- Challenge -
Reproduce the data below in full, substituting "Recorded" for every occurrence of "Reported" and changing nothing else.

(Rows from a pointing dataset)
+-------+
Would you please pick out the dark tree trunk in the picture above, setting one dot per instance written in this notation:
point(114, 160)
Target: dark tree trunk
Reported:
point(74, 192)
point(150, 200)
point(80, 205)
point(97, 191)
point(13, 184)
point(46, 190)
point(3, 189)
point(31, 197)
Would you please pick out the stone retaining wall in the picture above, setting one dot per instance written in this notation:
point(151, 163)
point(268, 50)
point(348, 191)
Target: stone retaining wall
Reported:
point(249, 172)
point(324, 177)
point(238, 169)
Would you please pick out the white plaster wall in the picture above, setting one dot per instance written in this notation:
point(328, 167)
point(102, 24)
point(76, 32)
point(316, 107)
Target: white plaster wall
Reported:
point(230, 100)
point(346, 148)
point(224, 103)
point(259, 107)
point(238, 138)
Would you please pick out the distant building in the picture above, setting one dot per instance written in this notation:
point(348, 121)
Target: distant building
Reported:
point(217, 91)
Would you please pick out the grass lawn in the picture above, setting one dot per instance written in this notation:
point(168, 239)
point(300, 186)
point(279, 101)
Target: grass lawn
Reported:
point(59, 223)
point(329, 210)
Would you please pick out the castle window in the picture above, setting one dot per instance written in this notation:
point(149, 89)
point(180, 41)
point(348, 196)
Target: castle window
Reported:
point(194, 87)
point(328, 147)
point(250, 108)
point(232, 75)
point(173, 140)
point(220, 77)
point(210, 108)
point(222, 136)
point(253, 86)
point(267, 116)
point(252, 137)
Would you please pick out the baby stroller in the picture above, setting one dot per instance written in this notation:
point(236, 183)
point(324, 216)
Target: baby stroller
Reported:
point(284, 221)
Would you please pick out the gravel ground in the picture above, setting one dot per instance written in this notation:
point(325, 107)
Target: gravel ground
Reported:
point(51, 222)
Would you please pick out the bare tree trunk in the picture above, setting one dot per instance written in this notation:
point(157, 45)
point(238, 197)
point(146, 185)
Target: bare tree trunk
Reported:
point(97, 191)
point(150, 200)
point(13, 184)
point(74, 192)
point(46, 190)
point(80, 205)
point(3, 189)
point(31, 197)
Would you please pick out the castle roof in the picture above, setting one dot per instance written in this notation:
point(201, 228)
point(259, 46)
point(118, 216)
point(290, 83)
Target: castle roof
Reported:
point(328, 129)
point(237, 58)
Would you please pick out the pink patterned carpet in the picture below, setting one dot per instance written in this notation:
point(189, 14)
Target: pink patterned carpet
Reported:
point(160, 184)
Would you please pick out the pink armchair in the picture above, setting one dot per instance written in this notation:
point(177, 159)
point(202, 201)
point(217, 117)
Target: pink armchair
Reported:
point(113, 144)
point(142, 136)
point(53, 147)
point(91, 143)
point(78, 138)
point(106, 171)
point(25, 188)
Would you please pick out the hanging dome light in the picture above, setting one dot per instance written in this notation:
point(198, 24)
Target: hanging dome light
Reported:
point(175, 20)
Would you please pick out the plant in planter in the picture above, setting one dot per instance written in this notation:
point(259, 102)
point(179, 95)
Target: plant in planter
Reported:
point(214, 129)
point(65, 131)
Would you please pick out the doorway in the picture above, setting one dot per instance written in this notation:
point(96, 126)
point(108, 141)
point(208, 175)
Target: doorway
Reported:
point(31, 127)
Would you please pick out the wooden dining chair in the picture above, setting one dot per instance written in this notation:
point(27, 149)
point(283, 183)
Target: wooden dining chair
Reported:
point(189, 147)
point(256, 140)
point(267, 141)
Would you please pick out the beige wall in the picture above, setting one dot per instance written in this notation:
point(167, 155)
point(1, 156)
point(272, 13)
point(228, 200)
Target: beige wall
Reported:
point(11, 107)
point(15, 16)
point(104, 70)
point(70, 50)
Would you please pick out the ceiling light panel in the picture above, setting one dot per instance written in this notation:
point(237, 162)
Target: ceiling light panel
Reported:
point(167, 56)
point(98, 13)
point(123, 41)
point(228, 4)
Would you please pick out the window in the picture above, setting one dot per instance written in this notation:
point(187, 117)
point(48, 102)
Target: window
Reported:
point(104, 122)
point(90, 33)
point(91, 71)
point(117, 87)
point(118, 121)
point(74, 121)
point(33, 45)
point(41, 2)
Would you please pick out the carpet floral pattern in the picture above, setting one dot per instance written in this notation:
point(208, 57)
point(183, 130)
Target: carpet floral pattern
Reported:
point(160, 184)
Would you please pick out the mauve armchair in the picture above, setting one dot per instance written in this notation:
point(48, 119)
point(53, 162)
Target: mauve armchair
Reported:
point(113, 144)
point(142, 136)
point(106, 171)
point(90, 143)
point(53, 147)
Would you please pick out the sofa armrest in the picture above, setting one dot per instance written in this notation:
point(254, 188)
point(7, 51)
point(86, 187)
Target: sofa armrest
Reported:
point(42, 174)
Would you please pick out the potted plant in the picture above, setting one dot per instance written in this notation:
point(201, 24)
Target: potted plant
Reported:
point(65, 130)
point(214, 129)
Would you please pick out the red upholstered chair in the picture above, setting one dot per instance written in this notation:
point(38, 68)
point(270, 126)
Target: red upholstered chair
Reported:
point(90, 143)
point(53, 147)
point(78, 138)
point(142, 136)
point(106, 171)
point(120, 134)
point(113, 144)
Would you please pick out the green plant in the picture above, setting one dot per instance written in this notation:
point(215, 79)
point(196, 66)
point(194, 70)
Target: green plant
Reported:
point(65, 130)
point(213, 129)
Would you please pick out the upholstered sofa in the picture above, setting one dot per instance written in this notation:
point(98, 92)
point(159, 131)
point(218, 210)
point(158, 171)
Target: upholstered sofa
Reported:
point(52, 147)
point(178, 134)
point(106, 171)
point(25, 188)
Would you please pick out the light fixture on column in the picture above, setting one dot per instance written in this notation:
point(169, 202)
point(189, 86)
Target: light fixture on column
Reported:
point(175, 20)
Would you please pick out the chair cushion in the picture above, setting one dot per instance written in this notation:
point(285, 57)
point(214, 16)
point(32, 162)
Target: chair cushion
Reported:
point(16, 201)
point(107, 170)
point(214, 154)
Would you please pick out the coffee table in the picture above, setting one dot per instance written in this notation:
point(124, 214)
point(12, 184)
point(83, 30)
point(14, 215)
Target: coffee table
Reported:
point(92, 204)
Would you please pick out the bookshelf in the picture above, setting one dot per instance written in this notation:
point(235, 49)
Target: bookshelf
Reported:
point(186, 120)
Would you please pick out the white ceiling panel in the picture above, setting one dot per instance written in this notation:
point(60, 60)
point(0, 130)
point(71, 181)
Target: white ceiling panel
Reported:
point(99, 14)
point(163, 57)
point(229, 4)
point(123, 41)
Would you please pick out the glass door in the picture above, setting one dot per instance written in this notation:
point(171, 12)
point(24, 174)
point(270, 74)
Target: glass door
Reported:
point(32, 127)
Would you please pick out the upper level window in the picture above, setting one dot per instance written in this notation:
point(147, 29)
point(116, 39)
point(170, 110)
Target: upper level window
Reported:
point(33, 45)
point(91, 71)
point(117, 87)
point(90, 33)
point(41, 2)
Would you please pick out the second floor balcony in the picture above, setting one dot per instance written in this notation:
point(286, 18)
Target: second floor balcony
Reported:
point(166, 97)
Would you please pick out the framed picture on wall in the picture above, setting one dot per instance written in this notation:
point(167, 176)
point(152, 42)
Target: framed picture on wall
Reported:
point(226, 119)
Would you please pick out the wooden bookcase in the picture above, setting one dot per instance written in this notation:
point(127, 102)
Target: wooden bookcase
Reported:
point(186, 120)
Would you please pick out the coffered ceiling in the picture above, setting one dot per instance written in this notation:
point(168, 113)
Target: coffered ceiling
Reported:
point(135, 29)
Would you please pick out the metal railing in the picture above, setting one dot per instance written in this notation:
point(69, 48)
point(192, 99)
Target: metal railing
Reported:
+-------+
- Completed task -
Would you please pick out the dark tree trunk in the picture above, setting one dot per instance written in this notation:
point(114, 160)
Target: dark tree trunk
Recorded:
point(74, 192)
point(150, 200)
point(80, 205)
point(97, 191)
point(13, 184)
point(46, 190)
point(3, 189)
point(31, 197)
Would you please pick out the stone retaining wall in the picture above, setting one dot per instance written in this notation:
point(151, 163)
point(268, 50)
point(348, 191)
Target: stone retaining wall
Recorded:
point(249, 172)
point(324, 177)
point(238, 169)
Would you please pick out the white plaster wall in the picture above, setting one dot per instance written in this notation:
point(328, 167)
point(102, 24)
point(76, 32)
point(316, 107)
Target: white plaster wall
Recorded:
point(230, 100)
point(346, 148)
point(224, 103)
point(259, 107)
point(238, 138)
Would you please pick out the distant building in the picture above, setting one dot per instance written in this notation:
point(348, 121)
Target: distant building
Recorded:
point(217, 91)
Would you please pick out the grass lawn in the picture above, setting one dot per instance written in this notation:
point(168, 239)
point(300, 186)
point(279, 101)
Target: grass lawn
Recorded:
point(59, 223)
point(329, 210)
Would you please pick out the castle window in the picture above, setting one dot per instance written in this notation:
point(149, 89)
point(180, 41)
point(348, 196)
Target: castle window
Recorded:
point(194, 87)
point(328, 147)
point(250, 108)
point(232, 75)
point(173, 140)
point(220, 77)
point(210, 108)
point(222, 136)
point(253, 86)
point(267, 116)
point(252, 137)
Would you please pick out the baby stroller in the picture above, setting one dot per instance written in this notation:
point(236, 183)
point(324, 216)
Target: baby stroller
Recorded:
point(284, 221)
Would you please pick out the gravel ground in the picture above, setting one dot per instance written in this notation:
point(325, 107)
Target: gravel ground
Recorded:
point(51, 222)
Would you please pick out the bare tree trunk in the picture above, setting one dot per instance written in this notation:
point(157, 45)
point(238, 197)
point(146, 185)
Target: bare tree trunk
Recorded:
point(97, 191)
point(150, 200)
point(13, 184)
point(74, 192)
point(46, 190)
point(80, 205)
point(3, 189)
point(31, 197)
Would you please pick out the castle roof in the picture above, setting one dot per instance written in this notation:
point(201, 228)
point(259, 46)
point(118, 216)
point(290, 83)
Target: castle roof
Recorded:
point(328, 129)
point(237, 58)
Would you please pick out the pink patterned carpet in the picture below, setting one dot per instance written in this notation:
point(189, 14)
Target: pink patterned carpet
Recorded:
point(160, 184)
Would you please pick out the pink armchair in the picture above, setting one dot per instance written in this notation:
point(177, 159)
point(202, 201)
point(217, 117)
Target: pink armchair
Recorded:
point(113, 144)
point(142, 136)
point(53, 147)
point(91, 143)
point(78, 138)
point(106, 171)
point(25, 188)
Would you please pick out the hanging dome light in the picture above, setting one dot per instance written in this notation:
point(198, 24)
Target: hanging dome light
Recorded:
point(175, 20)
Would you please pick out the plant in planter in the picture above, setting one dot per instance written in this notation:
point(259, 102)
point(179, 95)
Target: plant in planter
Recorded:
point(214, 129)
point(65, 131)
Would you please pick out the doorway in the picture above, setting one dot per instance written in this notation:
point(96, 126)
point(108, 141)
point(208, 175)
Target: doorway
Recorded:
point(31, 127)
Would you please pick out the wooden dining chair in the picture above, setting one dot per instance written in this notation:
point(27, 149)
point(283, 183)
Target: wooden dining chair
Recorded:
point(189, 147)
point(256, 140)
point(267, 141)
Would you please pick out the beige wall in the picture above, setting one dot per instance written in this notation:
point(167, 155)
point(1, 156)
point(272, 13)
point(228, 200)
Target: beige wall
Recorded:
point(11, 107)
point(15, 16)
point(104, 70)
point(70, 50)
Would you please pick out the ceiling light panel in the picture above, setting one dot per instance written in this notation:
point(237, 162)
Target: ceiling light panel
Recorded:
point(167, 56)
point(98, 13)
point(123, 41)
point(228, 4)
Would you please pick out the window in the picture above, setting one dot per instance written in this notation:
point(187, 117)
point(48, 102)
Target: window
Recorded:
point(104, 122)
point(90, 33)
point(91, 71)
point(117, 87)
point(118, 121)
point(74, 121)
point(33, 45)
point(41, 2)
Would you please pick out the carpet floral pattern in the picture above, setting one dot per instance written in this notation:
point(208, 57)
point(183, 130)
Target: carpet floral pattern
Recorded:
point(160, 184)
Would you please pick out the mauve armchair in the picture above, setting one dot per instance written in this notation:
point(48, 119)
point(53, 162)
Target: mauve armchair
Recorded:
point(113, 144)
point(142, 136)
point(106, 171)
point(90, 143)
point(53, 147)
Would you please pick out the sofa armrest in the picture above, setting one dot per instance written in this notation:
point(254, 188)
point(7, 51)
point(86, 187)
Target: sofa armrest
Recorded:
point(42, 174)
Would you please pick out the potted plant in the picture above, setting one dot per instance written in this notation:
point(201, 24)
Target: potted plant
Recorded:
point(65, 130)
point(214, 129)
Would you please pick out the red upholstered chair in the picture above, setting one dot per instance written in this notation:
point(38, 68)
point(270, 126)
Target: red upholstered chair
Recorded:
point(90, 143)
point(53, 147)
point(78, 138)
point(142, 136)
point(106, 171)
point(120, 134)
point(113, 144)
Would you please pick out the green plant in the picture above, setting one dot per instance written in this notation:
point(215, 79)
point(196, 66)
point(194, 70)
Target: green plant
Recorded:
point(65, 130)
point(213, 129)
Would you please pick out the upholstered sofa in the picture above, setting one dot per instance written in this notation:
point(98, 92)
point(159, 131)
point(218, 210)
point(158, 171)
Target: upholstered sofa
Recorded:
point(52, 147)
point(178, 134)
point(106, 171)
point(25, 188)
Would you please pick out the light fixture on column in the picture above, setting one dot per instance written in this notation:
point(169, 202)
point(189, 86)
Target: light fixture on column
Recorded:
point(175, 20)
Would you please pick out the chair cushion in the picture above, setting one dot per instance written in this notation:
point(285, 57)
point(214, 16)
point(32, 162)
Target: chair cushion
Recorded:
point(16, 201)
point(107, 170)
point(214, 154)
Would you please pick out the coffee table in the picture above, setting one dot per instance written in this notation:
point(124, 214)
point(12, 184)
point(83, 30)
point(14, 215)
Target: coffee table
Recorded:
point(92, 204)
Would you please pick out the bookshelf in the picture above, setting one dot per instance written in this notation:
point(235, 49)
Target: bookshelf
Recorded:
point(186, 120)
Would you please pick out the white ceiling panel in the picture above, setting one dot per instance written in this notation:
point(60, 60)
point(0, 130)
point(71, 181)
Target: white ceiling panel
Recorded:
point(99, 14)
point(163, 57)
point(229, 4)
point(123, 41)
Would you please pick out the glass door in the picture above, setting one dot per instance written in this notation:
point(171, 12)
point(24, 174)
point(270, 74)
Target: glass door
Recorded:
point(32, 127)
Would you please pick out the upper level window in the picture above, setting one dot per instance written in this notation:
point(147, 29)
point(116, 39)
point(170, 110)
Target: upper level window
Recorded:
point(33, 45)
point(91, 71)
point(117, 87)
point(90, 33)
point(41, 2)
Would you please pick out the second floor balcony in the picture above, setting one dot per instance written in this notation:
point(286, 18)
Target: second floor balcony
Recorded:
point(166, 97)
Would you please pick out the framed picture on wall in the picture above, setting one dot per instance written in this notation:
point(167, 176)
point(152, 42)
Target: framed picture on wall
Recorded:
point(226, 119)
Would you please pick out the wooden bookcase in the picture above, setting one dot per instance written in this notation:
point(127, 102)
Target: wooden bookcase
Recorded:
point(186, 120)
Would you please pick out the coffered ceiling in the picture above, setting one dot per instance written in this notation:
point(168, 113)
Target: coffered ceiling
Recorded:
point(135, 29)
Would you please pick out the metal railing in the picture above, setting one dot per instance written in this notation:
point(69, 48)
point(192, 99)
Target: metal railing
Recorded:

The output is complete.